▸ **Working data**
--

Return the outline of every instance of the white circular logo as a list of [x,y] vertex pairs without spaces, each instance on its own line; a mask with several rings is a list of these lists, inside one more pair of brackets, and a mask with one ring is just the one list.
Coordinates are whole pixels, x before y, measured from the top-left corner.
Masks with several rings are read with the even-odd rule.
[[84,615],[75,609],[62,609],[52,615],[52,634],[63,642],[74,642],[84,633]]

--

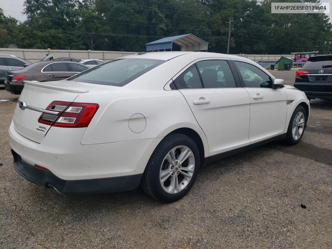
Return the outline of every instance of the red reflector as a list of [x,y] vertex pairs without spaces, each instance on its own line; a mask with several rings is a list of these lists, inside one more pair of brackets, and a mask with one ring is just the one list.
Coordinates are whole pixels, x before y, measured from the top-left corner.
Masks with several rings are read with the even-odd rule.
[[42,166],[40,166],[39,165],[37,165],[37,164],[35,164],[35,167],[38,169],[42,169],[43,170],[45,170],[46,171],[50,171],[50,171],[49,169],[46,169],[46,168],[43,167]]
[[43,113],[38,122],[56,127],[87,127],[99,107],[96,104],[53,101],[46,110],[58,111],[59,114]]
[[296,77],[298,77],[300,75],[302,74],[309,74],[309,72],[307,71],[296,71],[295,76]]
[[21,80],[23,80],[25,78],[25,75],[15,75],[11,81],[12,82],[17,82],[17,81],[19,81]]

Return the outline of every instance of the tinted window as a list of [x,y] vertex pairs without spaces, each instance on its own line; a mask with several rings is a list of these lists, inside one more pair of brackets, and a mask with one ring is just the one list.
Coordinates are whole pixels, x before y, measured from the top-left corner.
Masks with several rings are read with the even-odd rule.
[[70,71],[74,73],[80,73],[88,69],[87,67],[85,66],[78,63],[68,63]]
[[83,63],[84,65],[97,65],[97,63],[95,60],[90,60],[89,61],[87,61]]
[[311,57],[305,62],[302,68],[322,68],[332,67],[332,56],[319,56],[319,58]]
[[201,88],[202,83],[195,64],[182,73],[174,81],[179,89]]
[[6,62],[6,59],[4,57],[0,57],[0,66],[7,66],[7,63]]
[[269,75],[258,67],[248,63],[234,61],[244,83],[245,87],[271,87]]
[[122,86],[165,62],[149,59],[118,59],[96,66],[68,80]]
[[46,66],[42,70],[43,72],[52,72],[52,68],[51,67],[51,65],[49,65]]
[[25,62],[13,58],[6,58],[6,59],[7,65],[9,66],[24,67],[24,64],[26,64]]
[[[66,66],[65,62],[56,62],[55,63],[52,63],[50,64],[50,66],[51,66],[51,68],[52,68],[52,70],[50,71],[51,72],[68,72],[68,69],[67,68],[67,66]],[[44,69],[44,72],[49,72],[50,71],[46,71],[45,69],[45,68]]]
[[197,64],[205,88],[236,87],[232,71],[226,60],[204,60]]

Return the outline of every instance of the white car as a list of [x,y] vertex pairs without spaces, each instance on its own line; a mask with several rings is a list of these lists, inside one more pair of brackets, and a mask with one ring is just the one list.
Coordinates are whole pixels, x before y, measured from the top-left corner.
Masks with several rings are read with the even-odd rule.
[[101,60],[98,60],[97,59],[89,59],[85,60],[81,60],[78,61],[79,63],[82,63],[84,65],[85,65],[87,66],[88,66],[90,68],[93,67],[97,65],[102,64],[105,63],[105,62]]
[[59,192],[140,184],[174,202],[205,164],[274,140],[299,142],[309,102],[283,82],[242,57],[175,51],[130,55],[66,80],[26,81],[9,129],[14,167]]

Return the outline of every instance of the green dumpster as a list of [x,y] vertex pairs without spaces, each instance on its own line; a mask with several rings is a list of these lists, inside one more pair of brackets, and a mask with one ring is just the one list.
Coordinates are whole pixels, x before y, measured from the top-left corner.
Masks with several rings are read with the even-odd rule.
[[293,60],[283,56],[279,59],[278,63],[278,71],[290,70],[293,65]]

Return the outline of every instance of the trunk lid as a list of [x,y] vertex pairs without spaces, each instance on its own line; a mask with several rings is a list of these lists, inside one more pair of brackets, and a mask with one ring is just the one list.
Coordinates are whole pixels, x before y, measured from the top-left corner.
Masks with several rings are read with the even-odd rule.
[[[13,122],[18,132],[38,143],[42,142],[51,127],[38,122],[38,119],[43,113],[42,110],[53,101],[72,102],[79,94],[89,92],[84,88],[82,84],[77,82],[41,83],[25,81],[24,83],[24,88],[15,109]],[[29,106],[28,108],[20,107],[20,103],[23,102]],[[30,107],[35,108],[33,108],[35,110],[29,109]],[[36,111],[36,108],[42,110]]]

--

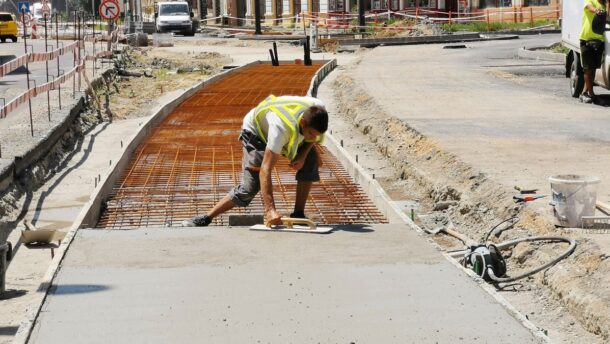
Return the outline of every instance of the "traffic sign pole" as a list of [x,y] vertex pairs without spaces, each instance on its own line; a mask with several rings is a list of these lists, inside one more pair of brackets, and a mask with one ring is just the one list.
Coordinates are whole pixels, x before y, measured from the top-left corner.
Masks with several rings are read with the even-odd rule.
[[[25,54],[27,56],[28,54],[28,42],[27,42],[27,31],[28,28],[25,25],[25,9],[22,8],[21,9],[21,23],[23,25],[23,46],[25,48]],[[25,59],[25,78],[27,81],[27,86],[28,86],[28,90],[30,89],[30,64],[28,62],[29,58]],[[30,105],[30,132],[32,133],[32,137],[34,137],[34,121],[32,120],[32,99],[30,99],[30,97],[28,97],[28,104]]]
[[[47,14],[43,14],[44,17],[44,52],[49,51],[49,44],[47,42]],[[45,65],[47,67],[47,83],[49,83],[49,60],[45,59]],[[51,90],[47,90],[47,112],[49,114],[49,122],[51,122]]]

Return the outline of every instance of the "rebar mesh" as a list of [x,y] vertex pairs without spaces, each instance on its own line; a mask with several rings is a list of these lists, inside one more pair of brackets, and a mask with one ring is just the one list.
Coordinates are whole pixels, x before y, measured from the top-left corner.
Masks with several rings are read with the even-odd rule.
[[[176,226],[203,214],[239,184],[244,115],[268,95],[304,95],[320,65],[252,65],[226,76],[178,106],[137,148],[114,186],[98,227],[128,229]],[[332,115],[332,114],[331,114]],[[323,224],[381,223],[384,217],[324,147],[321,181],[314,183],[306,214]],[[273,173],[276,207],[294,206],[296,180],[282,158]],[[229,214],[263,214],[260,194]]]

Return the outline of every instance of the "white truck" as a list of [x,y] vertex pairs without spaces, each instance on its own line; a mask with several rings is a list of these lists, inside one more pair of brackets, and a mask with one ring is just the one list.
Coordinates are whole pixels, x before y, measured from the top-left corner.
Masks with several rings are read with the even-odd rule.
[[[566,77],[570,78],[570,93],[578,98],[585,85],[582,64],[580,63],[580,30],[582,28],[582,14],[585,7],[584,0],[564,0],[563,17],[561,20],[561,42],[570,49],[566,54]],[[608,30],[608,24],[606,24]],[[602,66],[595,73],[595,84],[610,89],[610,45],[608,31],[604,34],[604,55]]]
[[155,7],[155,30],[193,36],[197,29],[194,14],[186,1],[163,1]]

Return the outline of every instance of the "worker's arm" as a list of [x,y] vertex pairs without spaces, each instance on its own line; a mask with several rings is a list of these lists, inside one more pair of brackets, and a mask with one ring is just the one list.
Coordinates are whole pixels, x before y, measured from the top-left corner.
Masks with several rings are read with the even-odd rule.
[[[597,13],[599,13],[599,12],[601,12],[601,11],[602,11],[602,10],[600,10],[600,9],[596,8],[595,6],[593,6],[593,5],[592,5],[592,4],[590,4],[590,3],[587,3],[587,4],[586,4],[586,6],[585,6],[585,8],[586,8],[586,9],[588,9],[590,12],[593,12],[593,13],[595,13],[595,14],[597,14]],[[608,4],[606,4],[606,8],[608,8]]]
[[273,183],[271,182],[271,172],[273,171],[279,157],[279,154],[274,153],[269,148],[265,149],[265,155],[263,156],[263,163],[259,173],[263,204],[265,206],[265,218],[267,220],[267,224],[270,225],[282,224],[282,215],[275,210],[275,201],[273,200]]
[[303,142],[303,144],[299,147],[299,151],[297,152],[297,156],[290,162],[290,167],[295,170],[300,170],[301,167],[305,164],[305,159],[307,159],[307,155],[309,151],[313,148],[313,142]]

--

▸ **Given problem**
Which lines of the data contain the word "traffic"? Gather each of those lines and copy it out in full.

▸ **Written answer**
Return the outline of every instance of the "traffic sign pole" as a list of [x,y] vertex pairs without spaces, each instance on its own line; a mask with several rings is a list of these lists, inside one more pair of brackets, and a mask with one ring is just the one list.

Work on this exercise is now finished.